▶ [Exercise goal]:
Rename "query phrase" to "search phrase" in the stretch of items from the start through the line containing "POLYGON ((55 173, 68", and leave everything else unchanged.

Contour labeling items
-*-

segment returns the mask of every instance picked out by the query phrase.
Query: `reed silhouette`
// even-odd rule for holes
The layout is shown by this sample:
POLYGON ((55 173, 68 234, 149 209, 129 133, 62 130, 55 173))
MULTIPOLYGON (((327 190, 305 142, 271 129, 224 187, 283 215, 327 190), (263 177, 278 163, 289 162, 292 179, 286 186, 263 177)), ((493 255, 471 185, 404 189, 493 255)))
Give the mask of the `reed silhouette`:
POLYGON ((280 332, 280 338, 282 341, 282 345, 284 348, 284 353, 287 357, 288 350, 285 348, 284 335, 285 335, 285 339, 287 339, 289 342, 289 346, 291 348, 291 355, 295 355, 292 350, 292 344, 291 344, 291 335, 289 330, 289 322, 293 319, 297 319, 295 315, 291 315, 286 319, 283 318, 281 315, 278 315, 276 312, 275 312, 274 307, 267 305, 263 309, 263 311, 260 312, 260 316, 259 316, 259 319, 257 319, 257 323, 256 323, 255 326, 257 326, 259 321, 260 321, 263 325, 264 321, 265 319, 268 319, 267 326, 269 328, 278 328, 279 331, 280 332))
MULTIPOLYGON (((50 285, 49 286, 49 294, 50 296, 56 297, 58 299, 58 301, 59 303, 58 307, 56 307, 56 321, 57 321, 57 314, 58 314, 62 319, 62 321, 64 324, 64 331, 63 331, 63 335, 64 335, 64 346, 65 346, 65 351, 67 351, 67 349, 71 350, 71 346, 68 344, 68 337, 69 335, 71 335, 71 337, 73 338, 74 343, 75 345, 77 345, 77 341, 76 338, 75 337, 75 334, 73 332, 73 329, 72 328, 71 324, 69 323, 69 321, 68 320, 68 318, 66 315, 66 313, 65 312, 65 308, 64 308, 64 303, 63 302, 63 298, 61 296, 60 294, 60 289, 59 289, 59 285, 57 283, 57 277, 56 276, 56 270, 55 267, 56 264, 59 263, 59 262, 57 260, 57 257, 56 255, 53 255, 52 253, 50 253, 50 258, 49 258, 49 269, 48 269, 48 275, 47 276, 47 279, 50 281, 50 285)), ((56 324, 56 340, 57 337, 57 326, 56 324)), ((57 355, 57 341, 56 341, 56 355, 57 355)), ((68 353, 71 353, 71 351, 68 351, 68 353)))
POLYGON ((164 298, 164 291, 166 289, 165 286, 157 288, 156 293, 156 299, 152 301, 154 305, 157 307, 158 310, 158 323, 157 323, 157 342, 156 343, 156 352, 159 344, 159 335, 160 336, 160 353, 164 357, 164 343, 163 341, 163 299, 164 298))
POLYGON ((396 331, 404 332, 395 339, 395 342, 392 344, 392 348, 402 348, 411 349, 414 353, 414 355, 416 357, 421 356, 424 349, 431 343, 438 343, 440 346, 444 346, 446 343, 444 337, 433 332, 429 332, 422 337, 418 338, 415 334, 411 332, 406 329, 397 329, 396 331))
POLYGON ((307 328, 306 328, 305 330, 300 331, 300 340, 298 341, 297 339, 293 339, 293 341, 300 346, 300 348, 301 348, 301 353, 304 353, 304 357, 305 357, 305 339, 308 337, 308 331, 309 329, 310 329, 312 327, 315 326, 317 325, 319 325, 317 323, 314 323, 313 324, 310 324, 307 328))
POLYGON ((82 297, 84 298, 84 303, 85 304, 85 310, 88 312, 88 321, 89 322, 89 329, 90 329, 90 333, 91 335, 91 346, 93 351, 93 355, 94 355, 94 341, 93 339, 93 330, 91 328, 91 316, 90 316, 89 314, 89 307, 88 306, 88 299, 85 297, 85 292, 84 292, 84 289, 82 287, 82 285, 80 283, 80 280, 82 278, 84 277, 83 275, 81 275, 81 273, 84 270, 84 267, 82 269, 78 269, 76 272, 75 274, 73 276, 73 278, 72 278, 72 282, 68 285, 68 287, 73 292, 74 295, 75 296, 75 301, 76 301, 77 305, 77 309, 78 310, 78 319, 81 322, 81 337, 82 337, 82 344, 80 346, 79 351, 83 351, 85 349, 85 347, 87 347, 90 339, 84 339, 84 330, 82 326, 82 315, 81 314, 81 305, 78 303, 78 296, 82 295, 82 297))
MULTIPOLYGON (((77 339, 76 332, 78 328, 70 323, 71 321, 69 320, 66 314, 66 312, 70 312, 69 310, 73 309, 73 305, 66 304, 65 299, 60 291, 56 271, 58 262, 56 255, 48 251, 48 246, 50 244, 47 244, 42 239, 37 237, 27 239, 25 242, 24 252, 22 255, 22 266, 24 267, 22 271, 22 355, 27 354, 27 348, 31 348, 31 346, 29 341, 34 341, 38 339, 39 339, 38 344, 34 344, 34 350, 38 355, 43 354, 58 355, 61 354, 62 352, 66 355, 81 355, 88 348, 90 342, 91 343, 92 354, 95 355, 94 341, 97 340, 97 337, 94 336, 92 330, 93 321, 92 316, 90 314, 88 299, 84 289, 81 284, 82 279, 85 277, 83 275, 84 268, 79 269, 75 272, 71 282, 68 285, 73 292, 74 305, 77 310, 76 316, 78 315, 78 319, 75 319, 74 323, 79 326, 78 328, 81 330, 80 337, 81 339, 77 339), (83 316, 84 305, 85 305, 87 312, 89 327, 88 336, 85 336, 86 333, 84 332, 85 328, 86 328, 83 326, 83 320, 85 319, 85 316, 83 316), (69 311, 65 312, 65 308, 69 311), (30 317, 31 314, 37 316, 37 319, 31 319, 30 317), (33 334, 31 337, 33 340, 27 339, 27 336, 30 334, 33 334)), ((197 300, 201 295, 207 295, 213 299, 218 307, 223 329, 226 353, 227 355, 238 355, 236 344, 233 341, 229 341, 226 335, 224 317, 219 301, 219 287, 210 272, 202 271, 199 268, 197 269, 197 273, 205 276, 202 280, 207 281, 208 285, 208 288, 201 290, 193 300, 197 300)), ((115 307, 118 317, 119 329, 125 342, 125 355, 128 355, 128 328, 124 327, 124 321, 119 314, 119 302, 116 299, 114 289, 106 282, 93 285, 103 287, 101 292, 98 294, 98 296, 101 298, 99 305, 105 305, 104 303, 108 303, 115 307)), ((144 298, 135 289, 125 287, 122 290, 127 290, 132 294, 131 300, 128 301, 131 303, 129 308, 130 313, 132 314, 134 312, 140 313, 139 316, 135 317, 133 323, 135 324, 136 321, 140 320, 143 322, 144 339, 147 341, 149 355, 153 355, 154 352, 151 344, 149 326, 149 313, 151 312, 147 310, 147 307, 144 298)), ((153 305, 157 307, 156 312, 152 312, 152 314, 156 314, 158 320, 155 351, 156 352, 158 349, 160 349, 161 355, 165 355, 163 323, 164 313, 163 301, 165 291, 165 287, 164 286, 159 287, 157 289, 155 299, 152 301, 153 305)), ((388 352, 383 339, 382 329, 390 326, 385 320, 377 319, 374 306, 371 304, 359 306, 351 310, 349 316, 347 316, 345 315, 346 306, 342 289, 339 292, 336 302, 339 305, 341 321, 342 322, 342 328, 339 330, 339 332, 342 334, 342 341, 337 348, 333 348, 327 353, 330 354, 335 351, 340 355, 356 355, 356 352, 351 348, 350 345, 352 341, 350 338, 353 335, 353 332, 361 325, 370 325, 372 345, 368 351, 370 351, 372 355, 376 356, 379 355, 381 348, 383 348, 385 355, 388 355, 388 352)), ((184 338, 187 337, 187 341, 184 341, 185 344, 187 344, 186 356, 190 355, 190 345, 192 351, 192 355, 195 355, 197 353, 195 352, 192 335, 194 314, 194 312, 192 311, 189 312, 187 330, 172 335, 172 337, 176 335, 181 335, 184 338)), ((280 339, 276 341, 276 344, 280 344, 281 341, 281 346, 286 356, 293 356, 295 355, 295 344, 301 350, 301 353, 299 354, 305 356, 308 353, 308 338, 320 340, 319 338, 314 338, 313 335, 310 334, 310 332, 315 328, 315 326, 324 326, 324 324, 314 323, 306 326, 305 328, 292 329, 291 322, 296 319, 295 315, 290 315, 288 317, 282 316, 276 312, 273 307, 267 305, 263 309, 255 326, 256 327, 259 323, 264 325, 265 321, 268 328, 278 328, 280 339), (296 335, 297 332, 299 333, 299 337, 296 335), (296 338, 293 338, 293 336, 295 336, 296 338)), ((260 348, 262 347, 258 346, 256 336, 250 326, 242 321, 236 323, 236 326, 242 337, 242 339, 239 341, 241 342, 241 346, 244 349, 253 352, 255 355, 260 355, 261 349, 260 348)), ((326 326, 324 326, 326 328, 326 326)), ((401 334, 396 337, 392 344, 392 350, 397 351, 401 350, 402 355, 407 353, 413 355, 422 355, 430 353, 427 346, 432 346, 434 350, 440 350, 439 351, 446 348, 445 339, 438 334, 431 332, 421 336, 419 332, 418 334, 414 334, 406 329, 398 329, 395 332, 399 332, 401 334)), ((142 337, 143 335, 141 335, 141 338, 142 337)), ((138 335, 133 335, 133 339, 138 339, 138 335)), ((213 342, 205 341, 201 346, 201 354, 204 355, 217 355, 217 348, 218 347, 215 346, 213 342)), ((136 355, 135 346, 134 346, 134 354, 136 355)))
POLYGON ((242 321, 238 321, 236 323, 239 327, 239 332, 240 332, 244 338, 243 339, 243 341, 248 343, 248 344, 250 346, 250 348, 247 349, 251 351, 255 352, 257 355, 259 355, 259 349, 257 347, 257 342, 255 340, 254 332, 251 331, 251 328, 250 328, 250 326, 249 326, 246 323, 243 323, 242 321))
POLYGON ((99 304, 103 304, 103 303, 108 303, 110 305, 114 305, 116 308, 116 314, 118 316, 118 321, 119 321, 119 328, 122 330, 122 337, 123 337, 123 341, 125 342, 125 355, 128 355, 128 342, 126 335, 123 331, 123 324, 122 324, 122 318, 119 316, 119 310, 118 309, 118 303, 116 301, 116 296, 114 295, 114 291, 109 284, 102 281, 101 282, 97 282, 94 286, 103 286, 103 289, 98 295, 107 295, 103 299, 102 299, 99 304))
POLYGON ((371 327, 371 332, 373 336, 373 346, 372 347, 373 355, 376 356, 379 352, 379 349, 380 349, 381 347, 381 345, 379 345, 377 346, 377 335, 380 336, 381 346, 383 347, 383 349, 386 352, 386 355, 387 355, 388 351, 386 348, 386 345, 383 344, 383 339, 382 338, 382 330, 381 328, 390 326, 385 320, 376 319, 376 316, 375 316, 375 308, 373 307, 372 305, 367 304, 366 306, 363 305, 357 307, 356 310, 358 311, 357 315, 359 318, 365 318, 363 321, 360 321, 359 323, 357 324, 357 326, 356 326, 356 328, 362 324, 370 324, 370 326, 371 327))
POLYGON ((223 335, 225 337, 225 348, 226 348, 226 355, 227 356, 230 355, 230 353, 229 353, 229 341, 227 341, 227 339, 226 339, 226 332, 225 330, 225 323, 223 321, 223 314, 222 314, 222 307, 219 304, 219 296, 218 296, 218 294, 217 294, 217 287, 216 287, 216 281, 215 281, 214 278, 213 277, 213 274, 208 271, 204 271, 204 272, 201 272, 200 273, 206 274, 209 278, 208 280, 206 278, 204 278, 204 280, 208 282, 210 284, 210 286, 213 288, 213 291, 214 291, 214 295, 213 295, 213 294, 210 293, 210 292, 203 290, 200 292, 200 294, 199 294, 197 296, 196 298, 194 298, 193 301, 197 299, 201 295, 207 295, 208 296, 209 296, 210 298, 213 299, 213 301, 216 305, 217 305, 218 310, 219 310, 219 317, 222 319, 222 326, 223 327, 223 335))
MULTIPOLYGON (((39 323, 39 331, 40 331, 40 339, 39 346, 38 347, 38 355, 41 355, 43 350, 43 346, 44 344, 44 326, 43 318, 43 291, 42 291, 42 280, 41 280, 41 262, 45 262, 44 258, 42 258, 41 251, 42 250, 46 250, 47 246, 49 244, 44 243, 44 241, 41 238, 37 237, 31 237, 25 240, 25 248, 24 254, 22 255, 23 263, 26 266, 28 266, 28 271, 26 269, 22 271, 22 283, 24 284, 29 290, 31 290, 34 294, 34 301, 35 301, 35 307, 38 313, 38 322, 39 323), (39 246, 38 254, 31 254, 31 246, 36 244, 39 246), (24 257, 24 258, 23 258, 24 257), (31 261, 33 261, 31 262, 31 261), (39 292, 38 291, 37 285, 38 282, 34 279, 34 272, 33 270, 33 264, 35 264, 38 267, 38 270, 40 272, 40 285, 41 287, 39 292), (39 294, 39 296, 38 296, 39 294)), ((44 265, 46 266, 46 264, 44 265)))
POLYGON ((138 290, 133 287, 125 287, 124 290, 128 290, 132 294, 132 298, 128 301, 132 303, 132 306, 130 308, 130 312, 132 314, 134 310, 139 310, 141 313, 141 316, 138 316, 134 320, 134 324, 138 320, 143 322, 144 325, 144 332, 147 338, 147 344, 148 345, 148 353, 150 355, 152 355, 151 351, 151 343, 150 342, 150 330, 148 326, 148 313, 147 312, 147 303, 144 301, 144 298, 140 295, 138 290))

-*-

▶ [Task answer]:
segment returns the mask of every instance picked out by the search phrase.
Query: `reed silhouette`
// even-odd rule for holes
The layout is shown by this sample:
POLYGON ((55 173, 68 234, 149 209, 129 133, 62 130, 55 173))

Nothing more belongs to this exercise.